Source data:
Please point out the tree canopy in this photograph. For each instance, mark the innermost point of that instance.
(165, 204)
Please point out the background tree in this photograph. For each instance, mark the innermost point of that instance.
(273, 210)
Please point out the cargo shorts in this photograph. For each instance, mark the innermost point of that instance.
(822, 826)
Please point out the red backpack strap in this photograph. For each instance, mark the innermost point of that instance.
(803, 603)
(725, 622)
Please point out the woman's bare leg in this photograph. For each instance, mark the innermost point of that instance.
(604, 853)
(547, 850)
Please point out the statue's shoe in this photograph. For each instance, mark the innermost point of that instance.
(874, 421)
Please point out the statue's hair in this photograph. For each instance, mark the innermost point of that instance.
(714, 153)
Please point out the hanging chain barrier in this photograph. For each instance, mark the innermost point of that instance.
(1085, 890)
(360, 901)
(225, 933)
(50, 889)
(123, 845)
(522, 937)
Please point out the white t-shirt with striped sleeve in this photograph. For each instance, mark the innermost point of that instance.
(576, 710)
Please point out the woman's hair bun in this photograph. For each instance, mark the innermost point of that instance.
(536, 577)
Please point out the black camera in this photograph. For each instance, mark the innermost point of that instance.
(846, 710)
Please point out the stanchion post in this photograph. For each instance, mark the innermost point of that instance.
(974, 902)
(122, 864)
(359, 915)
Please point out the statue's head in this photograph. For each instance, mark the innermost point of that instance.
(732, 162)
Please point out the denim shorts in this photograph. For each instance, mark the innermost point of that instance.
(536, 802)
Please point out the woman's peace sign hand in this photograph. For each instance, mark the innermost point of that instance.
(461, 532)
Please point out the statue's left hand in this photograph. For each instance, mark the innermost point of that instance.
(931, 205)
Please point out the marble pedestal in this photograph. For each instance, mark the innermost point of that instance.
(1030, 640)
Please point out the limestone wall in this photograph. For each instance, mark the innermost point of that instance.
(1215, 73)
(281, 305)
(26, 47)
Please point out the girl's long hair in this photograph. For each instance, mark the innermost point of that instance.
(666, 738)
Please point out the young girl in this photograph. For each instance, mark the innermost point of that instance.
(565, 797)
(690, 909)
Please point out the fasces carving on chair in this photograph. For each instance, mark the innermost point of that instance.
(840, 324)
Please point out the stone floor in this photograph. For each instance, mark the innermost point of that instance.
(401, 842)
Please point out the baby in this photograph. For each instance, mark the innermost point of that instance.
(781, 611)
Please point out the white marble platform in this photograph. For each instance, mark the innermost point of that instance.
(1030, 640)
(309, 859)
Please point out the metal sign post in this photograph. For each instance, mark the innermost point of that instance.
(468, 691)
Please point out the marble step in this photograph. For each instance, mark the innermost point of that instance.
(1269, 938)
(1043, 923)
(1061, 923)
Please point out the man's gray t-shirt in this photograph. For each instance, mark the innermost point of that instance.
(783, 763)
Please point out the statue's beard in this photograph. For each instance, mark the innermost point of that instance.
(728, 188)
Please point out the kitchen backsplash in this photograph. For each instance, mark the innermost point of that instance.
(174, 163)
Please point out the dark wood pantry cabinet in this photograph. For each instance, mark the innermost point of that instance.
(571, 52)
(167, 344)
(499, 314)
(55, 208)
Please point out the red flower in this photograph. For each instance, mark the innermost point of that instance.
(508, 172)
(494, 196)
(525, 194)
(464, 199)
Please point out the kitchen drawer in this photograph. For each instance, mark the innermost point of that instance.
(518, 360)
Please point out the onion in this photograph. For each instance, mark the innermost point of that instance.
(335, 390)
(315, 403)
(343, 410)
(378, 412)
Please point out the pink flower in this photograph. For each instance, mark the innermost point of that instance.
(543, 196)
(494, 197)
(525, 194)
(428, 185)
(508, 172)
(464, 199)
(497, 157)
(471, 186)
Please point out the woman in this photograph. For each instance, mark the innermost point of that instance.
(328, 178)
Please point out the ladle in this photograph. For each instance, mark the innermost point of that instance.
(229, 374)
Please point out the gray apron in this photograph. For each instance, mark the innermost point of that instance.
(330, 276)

## ASSIGNMENT
All of the data, from the first line to the last, should be written out exactly.

## SOLUTION TO THIS EXERCISE
Please point out the tree canopy in this photograph. For each instance, mark the innermost point of that instance.
(165, 204)
Please point out the background tree in this photograph. For each instance, mark the innermost point of that instance.
(273, 210)
Please point out the cargo shorts in this photograph. For each instance, mark the innermost point of that instance.
(822, 826)
Please point out the red backpack strap in this photograph. For each instance, mark the innermost point of that instance.
(803, 603)
(725, 622)
Please point out the woman's bare leg in this photograph. For each instance, mark the innermost point of that instance.
(604, 853)
(547, 850)
Please point out the statue's shoe in this photograph. For each instance, mark the innermost point of that instance.
(874, 421)
Please point out the statue's hair in this photograph. For each instance, mark the innermost point of that instance.
(714, 153)
Please point out the hanging chain barrier in this photograph. For each instance, mark the innermost point of that instance.
(1085, 890)
(360, 901)
(225, 933)
(50, 889)
(123, 845)
(522, 937)
Please point out the white t-shirt with striped sleeve in this photograph. For each instance, mark the innermost point of that instance.
(576, 710)
Please point out the woman's hair bun in this photograph. For each instance, mark the innermost point of that instance.
(536, 577)
Please point out the black camera in this photograph. For each instance, mark the innermost point of that instance.
(846, 710)
Please point out the stanchion post in this photograph. For each instance, mark the innermost point of that instance.
(974, 902)
(122, 864)
(359, 915)
Please point out the statue's head in this photograph. For each instance, mark the innermost point of that instance.
(732, 162)
Please point out the denim shorts in this photograph. For each instance, mark the innermost point of that instance.
(536, 802)
Please point out the woman's peace sign hand in this photograph. For each instance, mark the innermost point of that instance.
(461, 532)
Please point out the statue's left hand in this photograph. For each instance, mark the innermost point of that instance.
(931, 205)
Please point out the marble pedestal in this photograph. For each instance, mark the innermost point of that instance.
(1030, 640)
Please point out the limestone wall in this photograph. For each instance, mark the innermost point of that instance.
(1215, 73)
(281, 305)
(26, 47)
Please point out the girl's long hair in this photograph. For each instance, mark the innermost point of that instance.
(666, 738)
Please point out the young girl in this photograph. For each instance, mark the innermost point of that instance.
(565, 797)
(690, 909)
Please point out the fasces carving on chair in this photograph. For each instance, mark the innermost point of that instance.
(840, 324)
Please point out the stone floor in this photograph. For each instance, mark the innermost point of that instance.
(401, 842)
Please point out the baby in this photograph. For each instance, mark the innermost point of that instance.
(781, 611)
Please point out the white marble platform in this photograph. For each instance, mark the innermost point of that instance.
(1030, 640)
(309, 859)
Please point out the metal sign post in this photograph. For each instance, mark the innermost point of that instance.
(468, 691)
Please point out the marble step in this photograph. For each instance, mark the innermost point of that instance.
(1269, 938)
(1043, 923)
(1061, 923)
Please point out the man's gray t-shirt in this photograph. For each instance, mark the innermost point of that instance.
(783, 763)
Please point out the statue's beard in this photograph. For each instance, mark the innermost point of that instance.
(728, 188)
Please point out the kitchen backsplash in this photograph. For each instance, mark the innermost point of that instance.
(174, 163)
Please point out the dark wood pantry cabinet in this photograph. For each instance, mark the innermost point of that instance.
(571, 52)
(167, 344)
(499, 314)
(55, 208)
Please point out the red flower in this photograph. For each instance, mark the innermost point of that instance.
(508, 172)
(494, 196)
(525, 194)
(464, 199)
Please point out the kitchen drawer in this photograph. For each instance, mark the innermost point of that instance.
(518, 360)
Please point out the onion in this photograph. For each instance, mark the innermost point of that instance.
(335, 390)
(315, 403)
(343, 410)
(378, 412)
Please point out the pink flower in this photograph. For each instance, mark the innermost point of that instance.
(543, 196)
(494, 197)
(525, 194)
(428, 185)
(508, 172)
(464, 199)
(497, 157)
(471, 186)
Please point out the woman in this photograph. For each instance, mark the innermost point of that instance.
(328, 178)
Please point out the ladle in this photograph. For each instance, mark the innermost point of that instance.
(229, 374)
Please point out the gray apron in this photograph. For each instance, mark the innermost point of that instance.
(330, 276)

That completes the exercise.